====== EXERCISE MATERIAL

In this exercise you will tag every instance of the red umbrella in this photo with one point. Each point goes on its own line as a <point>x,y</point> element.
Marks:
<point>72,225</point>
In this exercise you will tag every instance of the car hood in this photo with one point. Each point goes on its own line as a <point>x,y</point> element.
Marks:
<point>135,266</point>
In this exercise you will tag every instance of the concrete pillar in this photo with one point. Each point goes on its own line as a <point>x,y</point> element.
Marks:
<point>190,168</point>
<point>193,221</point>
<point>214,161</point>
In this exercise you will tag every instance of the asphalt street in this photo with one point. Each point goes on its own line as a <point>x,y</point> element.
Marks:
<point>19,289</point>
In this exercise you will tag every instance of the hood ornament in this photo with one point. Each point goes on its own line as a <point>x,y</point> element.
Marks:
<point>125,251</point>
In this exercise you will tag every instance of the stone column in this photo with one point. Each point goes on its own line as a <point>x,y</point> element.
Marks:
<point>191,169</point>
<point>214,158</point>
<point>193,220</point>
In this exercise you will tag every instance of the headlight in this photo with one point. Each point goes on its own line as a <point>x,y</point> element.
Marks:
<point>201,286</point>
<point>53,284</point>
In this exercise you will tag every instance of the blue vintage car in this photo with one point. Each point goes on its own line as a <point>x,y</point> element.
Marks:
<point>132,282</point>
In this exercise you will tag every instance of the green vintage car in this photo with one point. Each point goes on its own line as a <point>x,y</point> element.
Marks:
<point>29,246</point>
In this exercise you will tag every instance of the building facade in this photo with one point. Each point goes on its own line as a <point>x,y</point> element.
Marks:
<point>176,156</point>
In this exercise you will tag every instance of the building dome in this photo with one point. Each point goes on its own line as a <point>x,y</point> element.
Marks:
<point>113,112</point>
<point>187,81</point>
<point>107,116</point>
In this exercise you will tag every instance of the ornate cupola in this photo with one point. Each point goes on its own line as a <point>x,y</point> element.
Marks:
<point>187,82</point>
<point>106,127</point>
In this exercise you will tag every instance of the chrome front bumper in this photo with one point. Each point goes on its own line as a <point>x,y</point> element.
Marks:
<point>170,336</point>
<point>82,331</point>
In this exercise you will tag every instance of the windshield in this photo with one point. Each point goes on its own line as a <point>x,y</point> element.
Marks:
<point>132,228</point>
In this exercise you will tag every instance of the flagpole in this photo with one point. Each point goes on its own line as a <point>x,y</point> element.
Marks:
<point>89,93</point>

============

• **THE REQUEST**: Can you set down, word for word, the lines of the listing from the one holding "In this exercise you will tag every instance of the flagpole" through the last line of the listing, both ends included?

• **TASK OUTPUT**:
In this exercise you will tag every instance of the flagpole in this photo with one point. Each point goes on its own line as a <point>x,y</point> element.
Marks:
<point>89,93</point>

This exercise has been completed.